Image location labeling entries
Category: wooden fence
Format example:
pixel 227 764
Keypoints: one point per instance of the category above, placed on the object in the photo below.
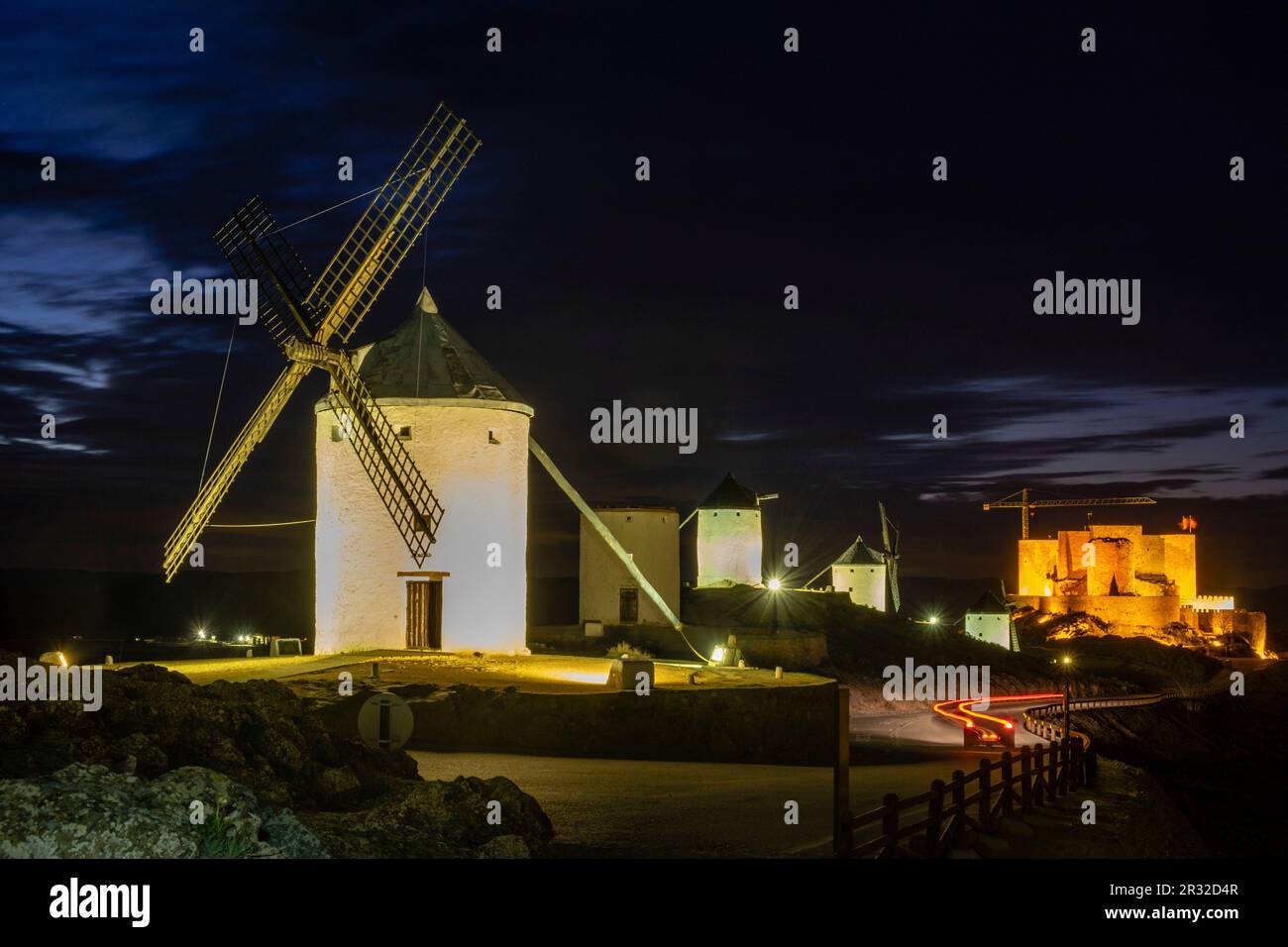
pixel 928 825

§ **Exercise details**:
Reproduce every row above in full, request lines included, adding 120 to each pixel coordinate in the answers while leaving the numbers in the requests and their format samples unchanged. Omit the pictures.

§ **Exercise solution**:
Category: wooden fence
Format example:
pixel 227 764
Keypoints: one point per instance of the category above, placed on the object in the photo below.
pixel 1048 945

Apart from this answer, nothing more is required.